Dieser Auffassung traten jedoch zwei Landgerichte klar entgegen. Das Landgericht Heidelberg (Urteil v. 30.07.2020, Az.: 5 O 66/20) und das Landgericht Zweibrücken (Urteil v. 11.09.2020, Az.: HK O 17/20) erkannten kein Recht zur Mietminderung wegen „Corona als Mangel“. Bei behördlichen Schließungsanordnungen und daraus resultierenden Umsatzeinbrüchen von bis zu 100 % würde schlichtweg kein Mangel der Mietsache vorliegen. Mehr dazu lesen hier im Beitrag „Corona ist kein Mangel“
LG München: Folgen von Corona stellen Mietmangel dar
Verbreiteter ist hingegen die Auffassung, dass § 313 BGB („Störung der Geschäftsgrundlage“) zur Anwendung kommt. Dem trat das LG München mit seiner Entscheidung vom 22.09.2020 entgegen. Nach Auffassung des LG München stellen die Folgen von Corona einen Mietmangel i.S.d. § 536 BGB dar.
Nunmehr konstatierte auch das LG Kempten in seiner Entscheidung vom 07.12.2020, dass die corona- bedinget Schließung eines Ladengeschäfts einen Mangel der Mietsache darstellt.
LG Kempten: Auch öffentlich-rechtliche Beschränkungen können einen Mietmangel darstellen
Der Entscheidung des LG Kempten lag ein Rechtsstreit wegen Zahlungsverzugs der Gewerberaummiete zu Grunde. Im Mietvertrag wurde als Mietzweck der Einzelhandel mit Bekleidung und Textilien aller Art vereinbart. Der Mieter musste aufgrund des staatlich angeordneten Corona-Lockdowns sein Ladengeschäft im Frühjahr 2020 für den Publikumsverkehr schließen. Aus diesem Grund zahlte er die Miete für die Monate April und Mai 2020 nicht. Der Vermieter verlangt mit der Klage die vollständige Zahlung der Miete - auch für die Monate, in denen das Ladengeschäft corona-bedingt schließen musste.

* * *

# [ARBEITSAUFTRAG 1]
Gib den Lesetext von „Dieser Auffassung traten“ bis „536 BGB dar.“ wortgetreu wieder.
# [ARBEITSAUFTRAG 2]
Beantworte anhand des Lesetextes diese Fragen:
(a) Welches Aktenzeichen trägt das Urteil des Landgerichts Heidelberg?
(b) An welchem Tag traf das LG München seine Entscheidung?
(c) Welcher Mietzweck war im Fall vor dem LG Kempten im Mietvertrag vereinbart?
# [ARBEITSAUFTRAG 3]
Schreibe den Lesetext über Corona und Mietmängel im Anschluss an seinen letzten Satz weiter.

Bilder zur Objektlokalisierung:
* * *

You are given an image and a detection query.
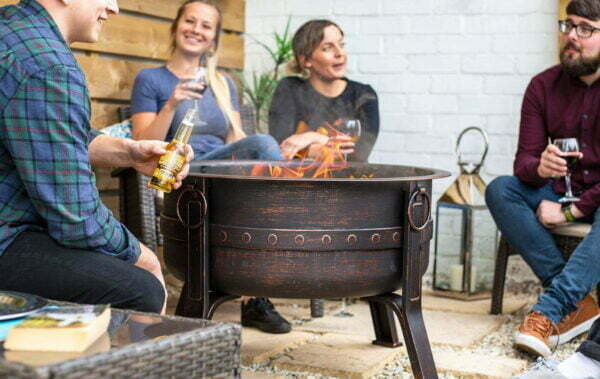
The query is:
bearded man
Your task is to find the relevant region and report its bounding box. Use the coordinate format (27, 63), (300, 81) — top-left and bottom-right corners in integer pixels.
(486, 0), (600, 356)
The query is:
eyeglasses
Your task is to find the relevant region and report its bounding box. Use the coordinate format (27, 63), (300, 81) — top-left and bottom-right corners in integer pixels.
(558, 20), (600, 38)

* * *

# [LÖSUNG 1]
Dieser Auffassung traten jedoch zwei Landgerichte klar entgegen. Das Landgericht Heidelberg (Urteil v. 30.07.2020, Az.: 5 O 66/20) und das Landgericht Zweibrücken (Urteil v. 11.09.2020, Az.: HK O 17/20) erkannten kein Recht zur Mietminderung wegen „Corona als Mangel“. Bei behördlichen Schließungsanordnungen und daraus resultierenden Umsatzeinbrüchen von bis zu 100 % würde schlichtweg kein Mangel der Mietsache vorliegen. Mehr dazu lesen hier im Beitrag „Corona ist kein Mangel“
LG München: Folgen von Corona stellen Mietmangel dar
Verbreiteter ist hingegen die Auffassung, dass § 313 BGB („Störung der Geschäftsgrundlage“) zur Anwendung kommt. Dem trat das LG München mit seiner Entscheidung vom 22.09.2020 entgegen. Nach Auffassung des LG München stellen die Folgen von Corona einen Mietmangel i.S.d. § 536 BGB dar.

# [LÖSUNG 2]
(a) 5 O 66/20
(b) Am 22.09.2020
(c) Einzelhandel mit Bekleidung und Textilien aller Art

# [LÖSUNG 3]
Das Landgericht Kempten entschied zu Gunsten des Gewerberaummieters. Nach Auffassung des Gericht können auch öffentlich- rechtliche Beschränkungen einen Mietmangel darstellen, wenn sie sich auf die Beschaffenheit oder Lage der Mietsache beziehen.
Dies war nach Auffassung des Gerichts hier der Fall. Die Höhe der Mietminderung richtet sich nach Auffassung des Gerichts danach, welche Partei das Risiko der corona-bedingten Schließung zu tragen hat.
Hälftige Risikoverteilung zwischen Vermieter und Mieter
Das Gericht kam zu dem Ergebnis, dass eine hälftige Risikoverteilung interessengerecht ist. Der Mieter trägt zwar grundsätzlich das Risiko, die Mietsache zum vorgesehenen Zweck verwenden zu können (Verwendungsrisiko), andererseits muss der Vermieter die Räume zum vertraglich vereinbarten Zweck überlassen. Demnach hat sich mit der Corona-Pandemie ein Risiko verwirklicht, das weder dem Mieter noch dem Vermieter vollständig aufzubürden ist, so das LG Kempten.
Daneben stützte das Gericht seine Entscheidung auch auf die Regelungen zur Störung der Geschäftsgrundlage. Da beide Parteien bei Vertragsabschluss nicht bedacht haben, dass es zu einer Pandemie mit Geschäftsschließungen kommen könnte, liegt eine Störung der Geschäftsgrundlage vor. Auch vor diesem Hintergrund hielt das Gericht eine Anpassung der Miete auf die Hälfte für angemessen.
Einordnung dieser Entscheidung
Die wohl überwiegende Anzahl der Gerichte vertritt bisher jedoch den Standpunkt, dass die Mietzahlungspflicht während corona-bedingter Schließungen grundsätzlich bestehen bleibt. Mittlerweile hat der Gesetzgeber in § 7 des Art. 240 EGBGB geregelt, dass eine Änderung der Geschäftsgrundlage vermutet wird, wenn Gewerberäume aufgrund von Corona-Auflagen nicht mehr zum vertraglich bestimmten Zweck genutzt werden können.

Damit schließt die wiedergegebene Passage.